■ Vos tâches:
1 – D'après l'extrait source, que raconte le roman « Cherifa » ?
2 – Dans l'extrait source, recopiez le passage qui commence aux mots « A la délégation » et s'arrête après « bibliothèque. Jusqu’à aujourd’hui! ».

■ Extrait source:
....
Il y a plus d’une année, un reportage de La Dépêche mettait en évidence l’état déplorable d’une petite bibliothèque, toute neuve encore, située entre les quartiers Josafat et Hasnouna. Les fissures du bâtiment flambant neuf étaient tellement grandes et profondes donnant l’impression qu’il avait été frappé par des missiles.
A la délégation du ministère de la culture, on n’avait pas du tout aimé le reportage du journal au point d’avoir mené une enquête pour mettre la main sur la source de nos informations.
Mais le pire est quil n’y a eu aucun véritable projet pour réaménager cette pauvre bibliothèque. Jusqu’à aujourd’hui!
La photo prise par l’écrivain Tangérois Youssef Chebaa Hadri résume l’état dans lequel se trouve le secteur culturel à Tanger. Qu’un bazar utilise la terrasse du centre culturel Ibn Khaldoun, sis à la rue de la liberté et presque tout le temps fermé, est un message qui en dit long sur l’utilité de certains bâtiments gérés par le ministère de la culture.
Ces établissements, des galeries et des bibliothèques notamment, sont souvent vides ou très mal gérés quand ils sont en service.
L’importance de la photo de l’auteur de “Cherifa”, (très joli roman de Youssef Chebaa Hadri qui raconte l’histoire de Tanger et de son ancienne Médina), est ce lien qu’on fait directement avec son petit café littéraire à la porte de la Casbah.
Un espace resté fermé pendant longtemps, mais qu’il a su reprendre et lui redonner vie en s’appuyant sur la formule des cafés littéraires. L’idée a bien marché et ce petit espace, à quelques marches du café Baba, attire beaucoup de monde, des touristes et des jeunes étudiants, entre autres visiteurs.
Quand on voit ces tapis sur la terrasse du centre culturel Ibn Khaldoune, on se demande pourquoi la direction de la culture ne fait pas pareil en y créant un café littéraire. D’ailleurs elle a plus de moyens pour réaliser ce projet que Youssef Chebaa Hadri quand il a décidé de défier toutes les contraintes, surtout financières, pour ouvrir le café Cherifa.
....
■ Extrait des données:
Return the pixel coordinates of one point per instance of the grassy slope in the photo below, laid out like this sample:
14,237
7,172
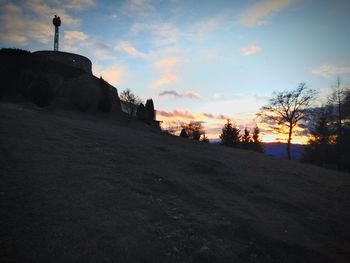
....
■ Réponses rédigées:
1 – L'histoire de Tanger et de son ancienne Médina.

2 –
A la délégation du ministère de la culture, on n’avait pas du tout aimé le reportage du journal au point d’avoir mené une enquête pour mettre la main sur la source de nos informations.
Mais le pire est quil n’y a eu aucun véritable projet pour réaménager cette pauvre bibliothèque. Jusqu’à aujourd’hui!